◆ Problema 1: Filtra os registos e copia todas as linhas que contêm a palavra "vegetation". Tem em conta maiúsculas e minúsculas.

-------- Excerto

Que saudades tenho de dormir. Já não digo sete ou oito horas: ao menos umas cinco ou seis, de vez em quando. E não é que o Artur não me deixe dormir: deita-se cedo e acorda tarde. E também não é que eu próprio seja incapaz de dormir: sou algo insone, mas dantes tinha tempo para corrigir. Por ora, simplesmente não tenho tempo para dormir. Só hoje, abri e fechei a livraria, perdi uma hora num banco, preparei e gravei um programa de rádio, fui às compras a dois supermercados, um grossista e um frigorífico, recebi o Alberto Manguel na livraria, fui buscar o Artur ao colégio, participei no ensaio da marcha, passei horas a responder a emails e agora estou aqui, às duas da manhã, a tentar escrever uma crónica e a ver o Sebastião Bugalho sem som – como é que eu podia não ter saudades de dormir?

Preciso de dormir. Quero dormir para chegar aos 100. Tenho saudades de dormir. De acordar preguiçosa e renovadamente. E de não ver o Sebastião Bugalho, caramba. Pelo amor de deus: cinco minutos – um homem de 50 anos, que pagou os seus impostos e nunca cometeu crimes de sangue, não merecia cinco minutos a dormir, sem ver o Sebastião Bugalho?

----------------
-------- Material a processar

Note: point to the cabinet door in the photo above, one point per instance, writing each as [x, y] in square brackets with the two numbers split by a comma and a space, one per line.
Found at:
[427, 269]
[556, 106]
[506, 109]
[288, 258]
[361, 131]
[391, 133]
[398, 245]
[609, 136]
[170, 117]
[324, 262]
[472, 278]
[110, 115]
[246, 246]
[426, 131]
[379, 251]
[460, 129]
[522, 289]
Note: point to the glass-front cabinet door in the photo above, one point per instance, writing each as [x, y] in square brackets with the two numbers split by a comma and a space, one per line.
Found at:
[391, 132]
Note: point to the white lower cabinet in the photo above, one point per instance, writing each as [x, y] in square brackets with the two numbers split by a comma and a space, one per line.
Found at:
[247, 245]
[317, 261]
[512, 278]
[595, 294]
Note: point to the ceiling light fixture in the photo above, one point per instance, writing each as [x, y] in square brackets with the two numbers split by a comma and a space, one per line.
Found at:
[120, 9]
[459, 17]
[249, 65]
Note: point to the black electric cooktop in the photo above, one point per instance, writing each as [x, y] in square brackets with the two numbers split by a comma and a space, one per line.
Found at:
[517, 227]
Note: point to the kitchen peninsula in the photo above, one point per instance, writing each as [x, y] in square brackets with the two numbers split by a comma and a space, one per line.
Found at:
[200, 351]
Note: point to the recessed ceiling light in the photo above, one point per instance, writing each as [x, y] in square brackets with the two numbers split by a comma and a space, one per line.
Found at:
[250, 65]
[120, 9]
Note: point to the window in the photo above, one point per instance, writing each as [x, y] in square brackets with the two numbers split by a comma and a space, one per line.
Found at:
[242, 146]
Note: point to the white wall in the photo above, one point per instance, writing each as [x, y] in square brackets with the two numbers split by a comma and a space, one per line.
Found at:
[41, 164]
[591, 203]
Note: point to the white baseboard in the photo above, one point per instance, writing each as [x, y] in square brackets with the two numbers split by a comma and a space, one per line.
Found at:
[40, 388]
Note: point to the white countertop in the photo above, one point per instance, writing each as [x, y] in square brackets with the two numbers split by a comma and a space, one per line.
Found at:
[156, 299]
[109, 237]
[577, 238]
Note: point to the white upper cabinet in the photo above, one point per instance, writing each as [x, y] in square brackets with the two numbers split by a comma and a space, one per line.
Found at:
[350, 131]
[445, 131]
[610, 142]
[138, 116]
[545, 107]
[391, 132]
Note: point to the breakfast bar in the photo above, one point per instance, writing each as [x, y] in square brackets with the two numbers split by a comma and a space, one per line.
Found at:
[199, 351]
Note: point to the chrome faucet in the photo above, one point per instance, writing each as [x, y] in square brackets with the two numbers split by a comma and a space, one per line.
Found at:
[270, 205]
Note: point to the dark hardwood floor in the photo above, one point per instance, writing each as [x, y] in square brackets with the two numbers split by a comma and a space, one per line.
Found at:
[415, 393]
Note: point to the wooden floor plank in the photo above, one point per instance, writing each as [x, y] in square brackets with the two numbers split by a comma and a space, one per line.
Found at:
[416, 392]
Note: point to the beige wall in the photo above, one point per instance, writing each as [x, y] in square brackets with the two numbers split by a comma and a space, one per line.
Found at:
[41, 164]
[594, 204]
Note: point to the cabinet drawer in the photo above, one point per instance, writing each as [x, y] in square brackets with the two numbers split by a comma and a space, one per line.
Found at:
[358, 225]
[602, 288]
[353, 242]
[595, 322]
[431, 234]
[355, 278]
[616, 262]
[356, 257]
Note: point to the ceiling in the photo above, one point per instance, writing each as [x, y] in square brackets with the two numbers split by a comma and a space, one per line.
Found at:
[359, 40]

----------------
-------- Material a processar

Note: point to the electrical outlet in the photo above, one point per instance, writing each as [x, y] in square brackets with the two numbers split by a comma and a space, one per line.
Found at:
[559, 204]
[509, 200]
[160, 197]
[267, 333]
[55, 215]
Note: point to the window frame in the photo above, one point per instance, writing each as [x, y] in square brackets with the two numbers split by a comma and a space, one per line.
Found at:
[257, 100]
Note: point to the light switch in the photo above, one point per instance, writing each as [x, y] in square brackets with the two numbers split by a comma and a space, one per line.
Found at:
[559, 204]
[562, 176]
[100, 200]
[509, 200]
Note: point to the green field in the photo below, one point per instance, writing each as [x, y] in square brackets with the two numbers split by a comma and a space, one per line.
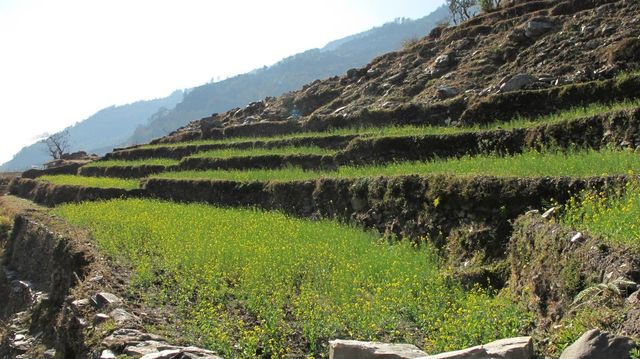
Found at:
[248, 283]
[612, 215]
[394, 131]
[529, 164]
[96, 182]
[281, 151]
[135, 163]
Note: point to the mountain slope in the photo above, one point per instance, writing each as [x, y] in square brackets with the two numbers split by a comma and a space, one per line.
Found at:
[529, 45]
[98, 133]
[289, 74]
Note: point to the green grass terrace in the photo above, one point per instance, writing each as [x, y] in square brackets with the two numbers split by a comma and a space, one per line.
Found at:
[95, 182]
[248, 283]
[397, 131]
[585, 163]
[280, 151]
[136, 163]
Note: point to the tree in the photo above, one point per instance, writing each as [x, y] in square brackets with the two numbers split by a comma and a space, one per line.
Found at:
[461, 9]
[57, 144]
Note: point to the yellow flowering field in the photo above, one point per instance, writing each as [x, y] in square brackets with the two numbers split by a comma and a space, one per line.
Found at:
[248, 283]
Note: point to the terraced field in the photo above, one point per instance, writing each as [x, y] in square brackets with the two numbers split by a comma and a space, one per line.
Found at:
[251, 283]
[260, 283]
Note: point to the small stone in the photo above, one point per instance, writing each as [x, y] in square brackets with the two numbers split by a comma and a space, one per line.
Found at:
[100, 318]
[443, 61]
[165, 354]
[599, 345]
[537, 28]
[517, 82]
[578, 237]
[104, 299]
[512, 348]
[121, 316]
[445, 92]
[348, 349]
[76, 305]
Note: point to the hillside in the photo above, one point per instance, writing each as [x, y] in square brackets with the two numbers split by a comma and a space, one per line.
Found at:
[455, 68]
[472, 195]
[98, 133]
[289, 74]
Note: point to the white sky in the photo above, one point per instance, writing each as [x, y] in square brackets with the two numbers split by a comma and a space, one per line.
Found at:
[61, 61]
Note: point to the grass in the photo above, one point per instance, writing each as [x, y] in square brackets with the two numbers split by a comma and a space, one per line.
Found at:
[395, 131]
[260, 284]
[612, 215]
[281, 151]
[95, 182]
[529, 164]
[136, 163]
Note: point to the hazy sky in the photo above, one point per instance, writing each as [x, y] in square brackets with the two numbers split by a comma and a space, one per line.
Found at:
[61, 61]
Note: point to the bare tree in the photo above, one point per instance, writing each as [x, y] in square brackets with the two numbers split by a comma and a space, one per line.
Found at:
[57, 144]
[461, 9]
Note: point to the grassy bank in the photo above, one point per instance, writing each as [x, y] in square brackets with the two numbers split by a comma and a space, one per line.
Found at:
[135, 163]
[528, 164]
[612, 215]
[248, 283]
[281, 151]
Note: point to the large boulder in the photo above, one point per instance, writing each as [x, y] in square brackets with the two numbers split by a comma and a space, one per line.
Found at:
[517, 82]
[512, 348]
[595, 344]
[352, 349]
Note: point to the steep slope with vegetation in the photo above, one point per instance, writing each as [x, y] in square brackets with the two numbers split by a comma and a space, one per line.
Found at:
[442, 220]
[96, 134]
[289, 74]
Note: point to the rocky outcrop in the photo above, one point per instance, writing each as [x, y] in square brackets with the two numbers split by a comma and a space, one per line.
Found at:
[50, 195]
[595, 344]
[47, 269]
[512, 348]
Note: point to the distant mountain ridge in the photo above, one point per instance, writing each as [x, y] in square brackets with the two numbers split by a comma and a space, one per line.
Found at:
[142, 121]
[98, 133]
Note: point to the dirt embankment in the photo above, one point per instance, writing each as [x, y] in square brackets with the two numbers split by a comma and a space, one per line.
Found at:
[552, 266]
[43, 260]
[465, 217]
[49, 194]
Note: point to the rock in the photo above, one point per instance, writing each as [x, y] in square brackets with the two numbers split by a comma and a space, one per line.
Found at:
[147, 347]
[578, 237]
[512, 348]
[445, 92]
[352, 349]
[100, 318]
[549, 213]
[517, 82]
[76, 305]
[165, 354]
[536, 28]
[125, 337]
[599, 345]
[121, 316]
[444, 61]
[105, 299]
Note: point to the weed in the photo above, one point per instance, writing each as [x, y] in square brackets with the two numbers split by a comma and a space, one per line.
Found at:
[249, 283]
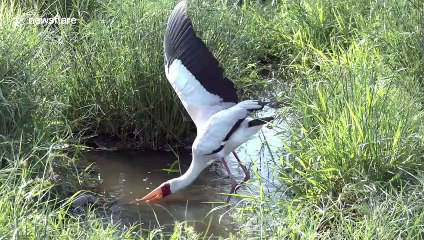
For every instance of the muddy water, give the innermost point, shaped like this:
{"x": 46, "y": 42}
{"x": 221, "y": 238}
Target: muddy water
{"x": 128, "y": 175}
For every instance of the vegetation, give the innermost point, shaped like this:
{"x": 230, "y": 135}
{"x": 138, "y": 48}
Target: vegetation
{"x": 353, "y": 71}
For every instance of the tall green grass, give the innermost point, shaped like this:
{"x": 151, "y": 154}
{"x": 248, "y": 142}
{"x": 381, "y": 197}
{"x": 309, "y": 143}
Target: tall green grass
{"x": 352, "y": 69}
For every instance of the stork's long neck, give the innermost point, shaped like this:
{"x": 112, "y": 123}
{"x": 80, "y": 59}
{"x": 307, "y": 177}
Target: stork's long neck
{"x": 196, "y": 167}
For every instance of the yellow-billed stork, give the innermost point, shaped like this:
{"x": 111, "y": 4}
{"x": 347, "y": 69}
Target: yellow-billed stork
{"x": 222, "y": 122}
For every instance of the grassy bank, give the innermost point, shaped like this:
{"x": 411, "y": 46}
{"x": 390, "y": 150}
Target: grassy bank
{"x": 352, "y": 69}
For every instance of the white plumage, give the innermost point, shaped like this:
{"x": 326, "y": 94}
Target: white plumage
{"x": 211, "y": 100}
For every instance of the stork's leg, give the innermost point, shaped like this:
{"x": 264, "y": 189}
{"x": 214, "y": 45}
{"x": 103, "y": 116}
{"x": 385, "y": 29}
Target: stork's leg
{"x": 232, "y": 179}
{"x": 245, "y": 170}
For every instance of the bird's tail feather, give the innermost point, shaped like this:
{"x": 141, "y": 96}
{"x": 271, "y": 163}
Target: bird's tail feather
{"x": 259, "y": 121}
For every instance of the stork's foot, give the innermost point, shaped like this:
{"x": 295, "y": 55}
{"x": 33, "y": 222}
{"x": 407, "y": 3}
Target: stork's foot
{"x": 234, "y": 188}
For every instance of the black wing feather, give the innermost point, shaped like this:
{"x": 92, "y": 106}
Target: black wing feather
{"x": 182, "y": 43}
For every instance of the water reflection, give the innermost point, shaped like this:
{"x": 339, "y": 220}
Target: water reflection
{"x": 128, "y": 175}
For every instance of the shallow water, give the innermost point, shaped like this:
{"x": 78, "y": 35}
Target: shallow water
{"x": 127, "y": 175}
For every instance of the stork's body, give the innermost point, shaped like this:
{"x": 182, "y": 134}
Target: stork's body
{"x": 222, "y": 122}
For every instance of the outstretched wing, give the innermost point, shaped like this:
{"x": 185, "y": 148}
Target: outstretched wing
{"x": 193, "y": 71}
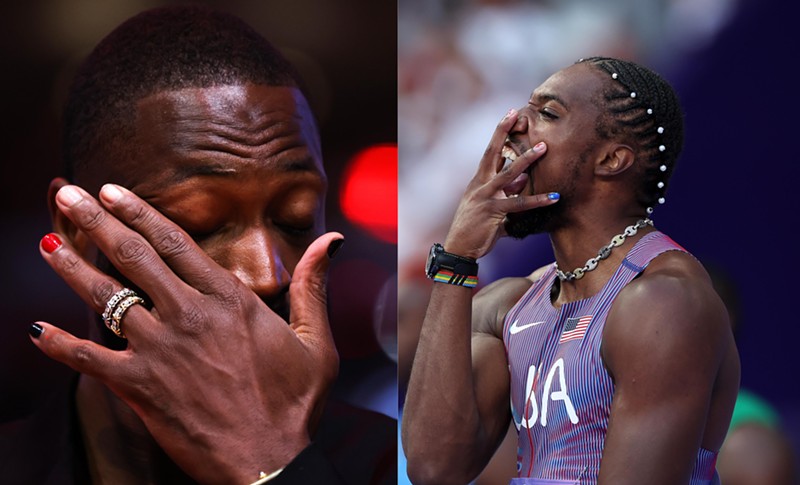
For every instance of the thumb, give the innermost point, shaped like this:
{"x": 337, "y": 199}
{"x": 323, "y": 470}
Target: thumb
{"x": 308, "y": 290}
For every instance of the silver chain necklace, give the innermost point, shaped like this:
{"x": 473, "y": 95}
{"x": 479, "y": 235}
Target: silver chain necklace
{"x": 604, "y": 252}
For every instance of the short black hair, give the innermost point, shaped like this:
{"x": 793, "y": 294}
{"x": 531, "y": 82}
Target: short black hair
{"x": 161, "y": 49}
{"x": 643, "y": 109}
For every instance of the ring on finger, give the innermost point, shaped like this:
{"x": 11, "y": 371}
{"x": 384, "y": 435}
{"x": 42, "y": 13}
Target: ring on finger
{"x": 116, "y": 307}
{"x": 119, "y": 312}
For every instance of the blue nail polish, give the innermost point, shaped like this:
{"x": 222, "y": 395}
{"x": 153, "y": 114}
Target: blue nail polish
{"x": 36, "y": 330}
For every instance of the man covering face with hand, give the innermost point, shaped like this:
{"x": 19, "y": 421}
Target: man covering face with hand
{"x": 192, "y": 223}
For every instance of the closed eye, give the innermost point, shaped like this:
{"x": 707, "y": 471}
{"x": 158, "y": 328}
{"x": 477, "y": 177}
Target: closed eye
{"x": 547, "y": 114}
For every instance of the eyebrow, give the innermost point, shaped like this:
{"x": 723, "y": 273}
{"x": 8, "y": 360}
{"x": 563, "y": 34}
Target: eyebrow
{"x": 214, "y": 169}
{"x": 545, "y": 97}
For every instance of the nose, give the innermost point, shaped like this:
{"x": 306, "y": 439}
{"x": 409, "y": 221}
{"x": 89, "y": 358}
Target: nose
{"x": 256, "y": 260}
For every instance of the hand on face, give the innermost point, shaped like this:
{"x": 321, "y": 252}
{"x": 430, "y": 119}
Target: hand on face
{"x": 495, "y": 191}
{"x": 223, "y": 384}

----------------

◆ Problema 2: Transcreve, por favor, o trecho do texto sobre as saudades de dormir desde "Preciso de dormir." até "o Sebastião Bugalho?", inclusive.

◆ Resposta completa 1:
Note: point to the steep slope with vegetation in the photo above, one point per instance, writing each as [x, y] in square brackets with the two numbers split by a comma and a space, one per line.
For every instance of the vegetation, give the innermost point, shaped like this:
Target: vegetation

◆ Resposta completa 2:
Preciso de dormir. Quero dormir para chegar aos 100. Tenho saudades de dormir. De acordar preguiçosa e renovadamente. E de não ver o Sebastião Bugalho, caramba. Pelo amor de deus: cinco minutos – um homem de 50 anos, que pagou os seus impostos e nunca cometeu crimes de sangue, não merecia cinco minutos a dormir, sem ver o Sebastião Bugalho?